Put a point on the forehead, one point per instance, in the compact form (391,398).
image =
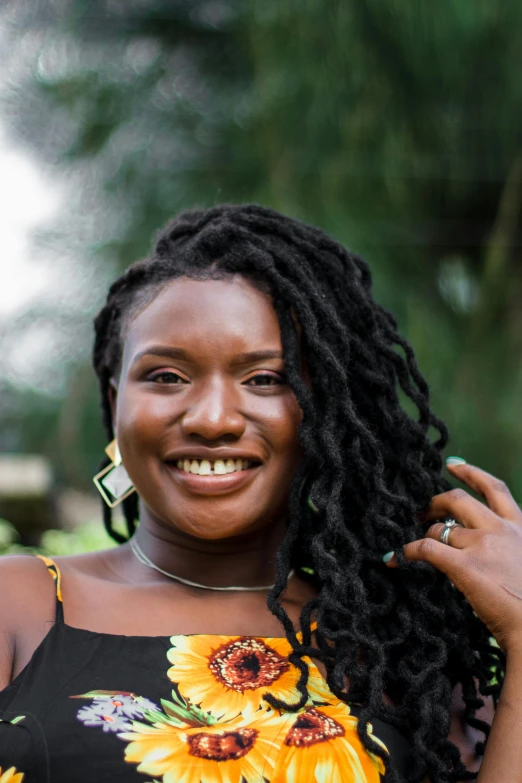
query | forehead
(230,313)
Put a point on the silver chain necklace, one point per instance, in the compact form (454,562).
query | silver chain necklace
(142,557)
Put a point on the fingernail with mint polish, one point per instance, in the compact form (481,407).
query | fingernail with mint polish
(455,461)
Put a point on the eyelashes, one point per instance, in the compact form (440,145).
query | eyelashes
(171,378)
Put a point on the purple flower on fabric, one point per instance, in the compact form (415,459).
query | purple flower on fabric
(126,704)
(103,715)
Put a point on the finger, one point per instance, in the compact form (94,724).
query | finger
(495,491)
(469,511)
(446,558)
(458,538)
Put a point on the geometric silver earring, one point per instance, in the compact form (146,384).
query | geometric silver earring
(113,482)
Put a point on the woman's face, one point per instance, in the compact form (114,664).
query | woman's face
(202,383)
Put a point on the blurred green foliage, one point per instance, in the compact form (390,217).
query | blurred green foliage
(86,538)
(395,126)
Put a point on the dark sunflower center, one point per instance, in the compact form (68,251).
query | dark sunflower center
(222,747)
(311,727)
(247,664)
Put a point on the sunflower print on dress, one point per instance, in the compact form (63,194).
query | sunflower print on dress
(217,728)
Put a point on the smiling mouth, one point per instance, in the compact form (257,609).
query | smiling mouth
(218,467)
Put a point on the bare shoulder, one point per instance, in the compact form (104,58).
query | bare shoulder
(93,564)
(26,589)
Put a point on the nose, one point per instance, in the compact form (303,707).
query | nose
(213,412)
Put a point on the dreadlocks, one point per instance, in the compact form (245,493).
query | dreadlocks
(368,469)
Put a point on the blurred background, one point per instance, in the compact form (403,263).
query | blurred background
(397,127)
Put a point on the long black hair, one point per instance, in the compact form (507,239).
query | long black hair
(369,468)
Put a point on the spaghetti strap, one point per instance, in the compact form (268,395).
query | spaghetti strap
(56,575)
(313,627)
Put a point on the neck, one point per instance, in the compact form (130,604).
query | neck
(246,560)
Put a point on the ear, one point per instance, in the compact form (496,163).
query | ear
(113,398)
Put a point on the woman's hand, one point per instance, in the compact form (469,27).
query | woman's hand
(483,559)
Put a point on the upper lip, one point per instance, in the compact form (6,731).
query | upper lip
(200,453)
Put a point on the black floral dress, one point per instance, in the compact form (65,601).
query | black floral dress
(92,707)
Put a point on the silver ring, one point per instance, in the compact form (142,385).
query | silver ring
(446,530)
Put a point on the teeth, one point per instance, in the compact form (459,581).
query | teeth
(220,467)
(204,468)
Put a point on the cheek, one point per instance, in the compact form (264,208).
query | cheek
(284,428)
(141,419)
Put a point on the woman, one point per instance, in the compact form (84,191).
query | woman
(250,630)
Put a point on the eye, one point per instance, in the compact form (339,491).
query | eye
(265,379)
(167,377)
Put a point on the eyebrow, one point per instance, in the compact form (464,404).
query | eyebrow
(170,352)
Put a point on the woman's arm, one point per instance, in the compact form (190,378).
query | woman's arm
(484,561)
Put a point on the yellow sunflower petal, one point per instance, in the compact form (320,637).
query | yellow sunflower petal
(228,753)
(11,775)
(228,675)
(323,746)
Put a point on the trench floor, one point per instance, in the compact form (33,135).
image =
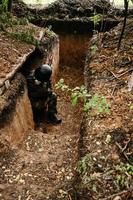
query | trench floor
(43,167)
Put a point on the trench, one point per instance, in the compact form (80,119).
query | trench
(50,153)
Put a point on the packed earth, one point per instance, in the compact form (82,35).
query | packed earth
(90,155)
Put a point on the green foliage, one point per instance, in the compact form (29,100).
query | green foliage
(84,164)
(96,19)
(93,49)
(4,6)
(123,170)
(96,102)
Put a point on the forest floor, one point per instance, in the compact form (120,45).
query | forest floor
(106,167)
(44,165)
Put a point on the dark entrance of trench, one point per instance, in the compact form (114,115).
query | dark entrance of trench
(73,48)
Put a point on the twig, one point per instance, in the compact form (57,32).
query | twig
(118,194)
(114,88)
(113,75)
(125,147)
(124,73)
(69,196)
(121,151)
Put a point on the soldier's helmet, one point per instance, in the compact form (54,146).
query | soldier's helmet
(43,73)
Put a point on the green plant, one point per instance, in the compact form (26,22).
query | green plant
(96,102)
(84,164)
(5,5)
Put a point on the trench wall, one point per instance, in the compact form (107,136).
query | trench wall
(16,117)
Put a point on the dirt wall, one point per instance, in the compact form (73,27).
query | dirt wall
(17,120)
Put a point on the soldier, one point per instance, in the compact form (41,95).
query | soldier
(41,94)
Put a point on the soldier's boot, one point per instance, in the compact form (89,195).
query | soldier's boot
(52,118)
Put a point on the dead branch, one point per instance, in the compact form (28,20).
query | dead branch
(122,152)
(118,194)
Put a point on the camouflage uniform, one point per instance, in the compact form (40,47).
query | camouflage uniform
(41,95)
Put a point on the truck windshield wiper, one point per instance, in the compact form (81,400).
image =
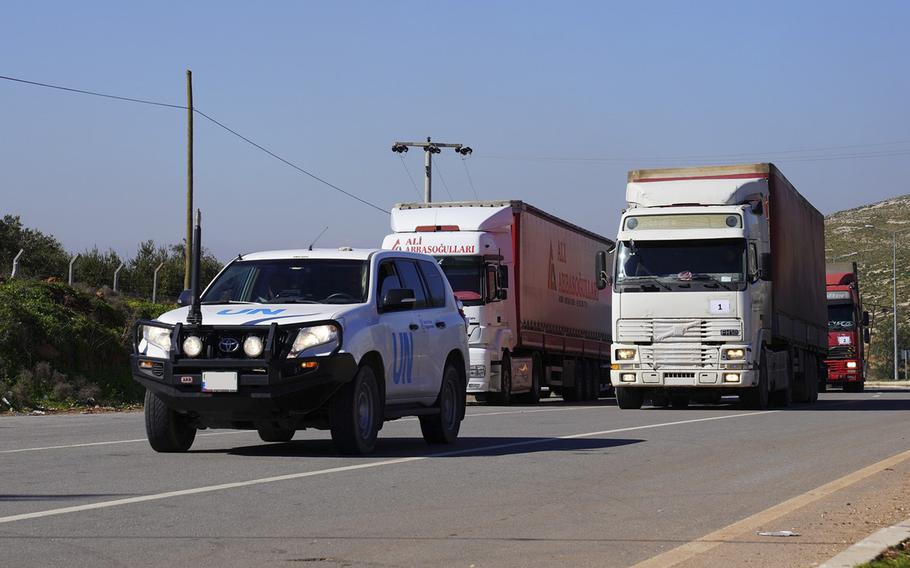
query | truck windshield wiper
(642,280)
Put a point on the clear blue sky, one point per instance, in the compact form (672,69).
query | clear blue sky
(331,85)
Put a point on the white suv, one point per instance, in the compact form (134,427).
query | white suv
(339,340)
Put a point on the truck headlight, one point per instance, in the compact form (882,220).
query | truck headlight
(735,354)
(624,354)
(160,337)
(316,340)
(252,346)
(192,346)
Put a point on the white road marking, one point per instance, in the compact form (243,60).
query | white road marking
(137,440)
(301,475)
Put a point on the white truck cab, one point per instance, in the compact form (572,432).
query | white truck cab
(293,339)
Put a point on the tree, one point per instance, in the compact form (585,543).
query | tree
(44,256)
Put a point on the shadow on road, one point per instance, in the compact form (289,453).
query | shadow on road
(416,447)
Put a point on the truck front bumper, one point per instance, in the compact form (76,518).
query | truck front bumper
(266,390)
(684,378)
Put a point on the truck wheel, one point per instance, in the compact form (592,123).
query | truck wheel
(272,433)
(504,396)
(357,414)
(443,428)
(168,431)
(756,398)
(679,401)
(629,398)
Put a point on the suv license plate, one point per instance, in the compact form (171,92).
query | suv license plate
(219,381)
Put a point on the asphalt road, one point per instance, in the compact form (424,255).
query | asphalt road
(557,483)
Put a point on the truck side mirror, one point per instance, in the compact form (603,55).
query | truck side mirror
(398,299)
(185,298)
(764,272)
(600,270)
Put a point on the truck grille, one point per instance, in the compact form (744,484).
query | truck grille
(842,352)
(685,330)
(662,356)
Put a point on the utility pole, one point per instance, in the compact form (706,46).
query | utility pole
(429,148)
(188,249)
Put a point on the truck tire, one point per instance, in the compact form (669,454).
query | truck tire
(629,398)
(756,398)
(272,433)
(504,396)
(443,428)
(679,401)
(168,431)
(356,414)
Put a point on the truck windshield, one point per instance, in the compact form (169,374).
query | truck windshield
(291,281)
(465,275)
(685,265)
(840,316)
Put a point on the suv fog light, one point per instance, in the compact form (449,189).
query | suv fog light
(192,346)
(252,346)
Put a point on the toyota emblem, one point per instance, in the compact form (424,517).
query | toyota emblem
(228,344)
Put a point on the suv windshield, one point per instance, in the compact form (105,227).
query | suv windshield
(465,275)
(840,316)
(291,281)
(649,266)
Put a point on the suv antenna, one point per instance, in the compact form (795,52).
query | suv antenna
(194,317)
(317,238)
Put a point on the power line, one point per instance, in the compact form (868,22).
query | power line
(289,163)
(207,117)
(93,93)
(444,184)
(407,171)
(464,163)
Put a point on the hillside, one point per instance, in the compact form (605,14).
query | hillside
(848,239)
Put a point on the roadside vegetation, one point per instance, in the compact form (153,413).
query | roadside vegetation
(67,346)
(895,557)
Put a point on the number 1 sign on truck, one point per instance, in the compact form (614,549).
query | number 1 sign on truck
(537,322)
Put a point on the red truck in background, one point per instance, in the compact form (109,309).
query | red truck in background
(848,329)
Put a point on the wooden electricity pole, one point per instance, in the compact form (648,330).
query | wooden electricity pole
(189,180)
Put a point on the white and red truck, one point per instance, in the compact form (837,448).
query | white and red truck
(537,322)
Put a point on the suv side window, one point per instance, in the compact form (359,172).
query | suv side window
(410,278)
(386,280)
(435,282)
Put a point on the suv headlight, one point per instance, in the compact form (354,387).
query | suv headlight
(316,340)
(624,354)
(735,354)
(160,337)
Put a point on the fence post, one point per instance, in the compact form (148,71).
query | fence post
(116,274)
(16,264)
(155,283)
(72,260)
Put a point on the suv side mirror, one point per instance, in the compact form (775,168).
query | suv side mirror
(600,270)
(764,272)
(398,299)
(185,298)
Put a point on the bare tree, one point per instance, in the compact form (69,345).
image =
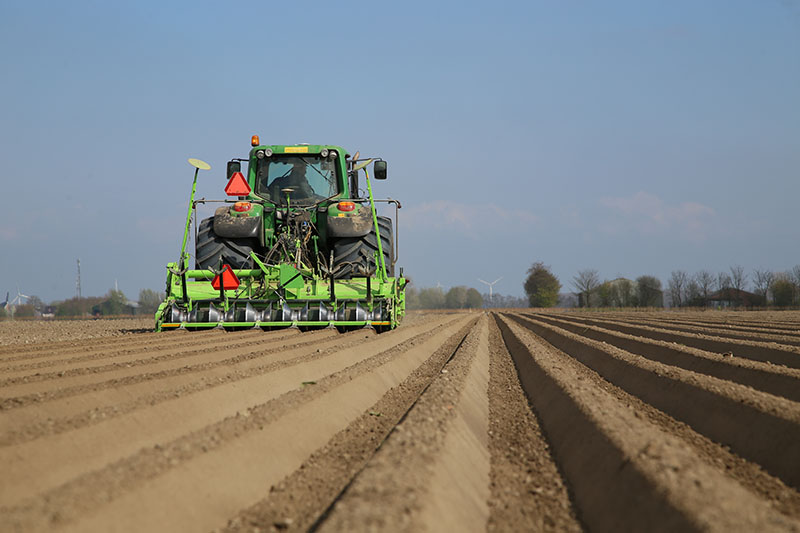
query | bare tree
(762,280)
(724,281)
(586,282)
(796,276)
(677,287)
(705,283)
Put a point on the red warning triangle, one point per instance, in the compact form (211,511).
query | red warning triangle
(237,186)
(229,279)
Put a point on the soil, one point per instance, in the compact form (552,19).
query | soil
(502,421)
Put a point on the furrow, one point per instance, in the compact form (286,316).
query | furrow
(217,483)
(714,331)
(432,491)
(102,346)
(301,501)
(44,464)
(758,351)
(56,362)
(778,380)
(55,368)
(756,425)
(111,375)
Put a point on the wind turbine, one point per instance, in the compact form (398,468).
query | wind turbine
(490,285)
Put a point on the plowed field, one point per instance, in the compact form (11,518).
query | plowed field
(506,421)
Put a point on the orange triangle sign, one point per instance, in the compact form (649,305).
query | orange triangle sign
(237,186)
(229,279)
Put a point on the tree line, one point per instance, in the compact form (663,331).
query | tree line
(732,288)
(113,303)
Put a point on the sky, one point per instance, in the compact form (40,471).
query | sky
(631,137)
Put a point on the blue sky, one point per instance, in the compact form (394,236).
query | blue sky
(632,137)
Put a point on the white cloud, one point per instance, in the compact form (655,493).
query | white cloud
(648,214)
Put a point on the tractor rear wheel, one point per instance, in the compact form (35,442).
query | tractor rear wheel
(355,256)
(210,247)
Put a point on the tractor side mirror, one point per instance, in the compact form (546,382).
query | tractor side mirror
(233,167)
(380,170)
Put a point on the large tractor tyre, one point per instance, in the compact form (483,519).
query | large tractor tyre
(355,256)
(210,247)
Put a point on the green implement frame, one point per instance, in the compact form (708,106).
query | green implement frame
(287,292)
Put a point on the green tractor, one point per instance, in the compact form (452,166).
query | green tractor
(294,245)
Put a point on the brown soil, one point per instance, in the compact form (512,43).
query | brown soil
(454,421)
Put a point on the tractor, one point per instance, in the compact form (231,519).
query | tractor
(297,243)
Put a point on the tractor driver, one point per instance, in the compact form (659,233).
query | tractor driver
(296,180)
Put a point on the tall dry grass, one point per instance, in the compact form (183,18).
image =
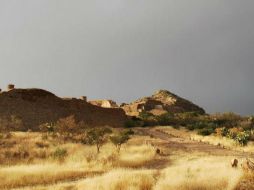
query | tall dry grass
(201,173)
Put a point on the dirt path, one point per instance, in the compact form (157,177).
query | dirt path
(183,143)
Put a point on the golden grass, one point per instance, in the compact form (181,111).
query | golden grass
(201,173)
(134,168)
(120,179)
(223,141)
(136,156)
(28,175)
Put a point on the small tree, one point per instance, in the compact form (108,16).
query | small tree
(120,139)
(98,136)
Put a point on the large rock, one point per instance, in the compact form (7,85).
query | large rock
(37,106)
(161,102)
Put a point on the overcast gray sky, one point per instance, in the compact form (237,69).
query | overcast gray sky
(202,50)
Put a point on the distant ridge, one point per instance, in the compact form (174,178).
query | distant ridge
(38,106)
(162,101)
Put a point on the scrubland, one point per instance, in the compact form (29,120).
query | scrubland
(33,160)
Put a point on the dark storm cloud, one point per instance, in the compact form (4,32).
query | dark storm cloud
(202,50)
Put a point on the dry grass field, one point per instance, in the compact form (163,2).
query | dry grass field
(158,158)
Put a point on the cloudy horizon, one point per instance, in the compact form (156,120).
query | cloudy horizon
(123,50)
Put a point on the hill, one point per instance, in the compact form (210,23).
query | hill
(161,102)
(36,106)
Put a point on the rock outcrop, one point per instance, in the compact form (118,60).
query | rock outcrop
(37,106)
(161,102)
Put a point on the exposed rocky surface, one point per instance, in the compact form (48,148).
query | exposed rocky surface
(161,102)
(37,106)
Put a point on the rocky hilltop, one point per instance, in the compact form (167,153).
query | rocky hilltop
(161,102)
(37,106)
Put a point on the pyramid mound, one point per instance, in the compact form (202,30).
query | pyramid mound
(161,102)
(37,106)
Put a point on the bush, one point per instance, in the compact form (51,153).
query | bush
(59,154)
(128,132)
(223,131)
(242,138)
(206,131)
(119,139)
(67,125)
(190,127)
(98,137)
(47,127)
(232,133)
(145,115)
(11,123)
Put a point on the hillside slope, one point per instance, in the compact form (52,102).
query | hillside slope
(161,102)
(37,106)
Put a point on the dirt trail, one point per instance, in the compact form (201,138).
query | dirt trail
(184,143)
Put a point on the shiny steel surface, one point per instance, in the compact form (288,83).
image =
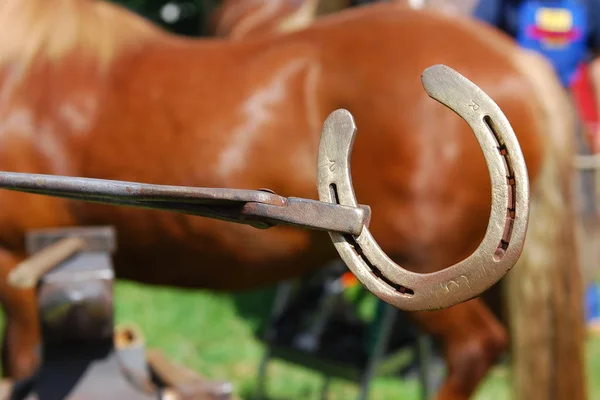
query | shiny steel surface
(338,211)
(505,236)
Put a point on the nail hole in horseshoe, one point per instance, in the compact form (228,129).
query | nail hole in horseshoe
(510,181)
(374,270)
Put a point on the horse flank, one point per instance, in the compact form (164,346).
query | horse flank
(52,29)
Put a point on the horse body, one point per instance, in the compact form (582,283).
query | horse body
(248,114)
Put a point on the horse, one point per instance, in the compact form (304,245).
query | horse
(89,89)
(278,23)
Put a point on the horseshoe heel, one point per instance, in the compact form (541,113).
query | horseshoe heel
(505,236)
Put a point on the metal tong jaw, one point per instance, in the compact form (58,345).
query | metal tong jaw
(338,211)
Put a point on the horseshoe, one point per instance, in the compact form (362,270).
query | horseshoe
(338,212)
(505,236)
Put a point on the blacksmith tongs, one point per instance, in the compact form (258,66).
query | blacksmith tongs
(338,212)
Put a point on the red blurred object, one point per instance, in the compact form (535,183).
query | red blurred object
(583,93)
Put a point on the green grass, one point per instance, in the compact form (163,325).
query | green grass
(216,335)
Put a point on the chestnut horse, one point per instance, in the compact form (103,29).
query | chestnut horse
(524,321)
(90,89)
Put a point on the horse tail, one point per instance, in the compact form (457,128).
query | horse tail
(545,285)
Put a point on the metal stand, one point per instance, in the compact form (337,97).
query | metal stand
(305,346)
(83,356)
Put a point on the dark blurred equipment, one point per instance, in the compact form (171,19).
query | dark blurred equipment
(83,356)
(313,324)
(183,17)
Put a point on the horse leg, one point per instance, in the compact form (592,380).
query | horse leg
(21,331)
(473,339)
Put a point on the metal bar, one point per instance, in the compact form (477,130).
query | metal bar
(257,208)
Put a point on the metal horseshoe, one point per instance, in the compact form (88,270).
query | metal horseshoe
(505,236)
(345,220)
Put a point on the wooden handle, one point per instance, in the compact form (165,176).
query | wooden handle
(28,273)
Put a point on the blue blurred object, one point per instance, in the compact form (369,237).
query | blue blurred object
(592,302)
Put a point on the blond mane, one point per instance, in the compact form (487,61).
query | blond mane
(52,29)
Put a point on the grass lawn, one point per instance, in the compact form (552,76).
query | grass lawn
(216,335)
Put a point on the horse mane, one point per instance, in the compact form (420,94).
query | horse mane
(53,29)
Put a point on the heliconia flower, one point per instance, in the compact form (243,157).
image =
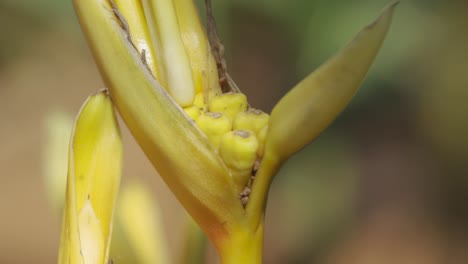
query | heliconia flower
(155,58)
(94,170)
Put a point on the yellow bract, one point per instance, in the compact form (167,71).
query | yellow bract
(188,154)
(95,162)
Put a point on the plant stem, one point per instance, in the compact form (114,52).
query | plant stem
(243,246)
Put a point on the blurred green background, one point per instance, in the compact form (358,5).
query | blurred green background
(386,183)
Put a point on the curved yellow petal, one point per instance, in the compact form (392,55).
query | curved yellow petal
(95,163)
(178,150)
(317,100)
(134,15)
(313,104)
(204,69)
(174,57)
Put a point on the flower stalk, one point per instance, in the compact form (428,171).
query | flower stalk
(95,163)
(170,98)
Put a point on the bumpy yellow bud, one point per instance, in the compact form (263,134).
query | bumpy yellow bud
(193,112)
(214,125)
(252,119)
(238,149)
(261,136)
(200,102)
(229,104)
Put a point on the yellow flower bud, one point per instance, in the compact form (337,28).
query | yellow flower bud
(229,104)
(214,125)
(261,136)
(238,149)
(200,102)
(193,112)
(252,119)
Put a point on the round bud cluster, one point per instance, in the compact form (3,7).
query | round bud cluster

++++++

_Exercise aim_.
Give the lines from the one containing "Put a point on the curved" through the end of the entries again, exactly as written and with no other lines.

_The response_.
Put a point on the curved yellow petal, one point per instance, in the compact form (392,55).
query | curved yellow petal
(95,163)
(178,150)
(317,100)
(134,15)
(313,104)
(204,69)
(174,57)
Put a point on the flower stalk, one point per instance, in the compact form (428,171).
query | flower stalk
(95,163)
(170,98)
Put a point on the bumpy yellow bud, one point per instance, in the compact form (263,134).
query | bumpy yellow bud
(193,112)
(214,125)
(252,119)
(238,149)
(261,136)
(200,102)
(229,104)
Put a point on the yellow flower bud, one point per instance, in the compact form (337,28).
query | yellow flower bud
(229,104)
(214,125)
(261,136)
(238,149)
(200,102)
(193,112)
(252,119)
Put a point on the round bud cluster, one point per instance, in the compact form (3,7).
query | round bud cluster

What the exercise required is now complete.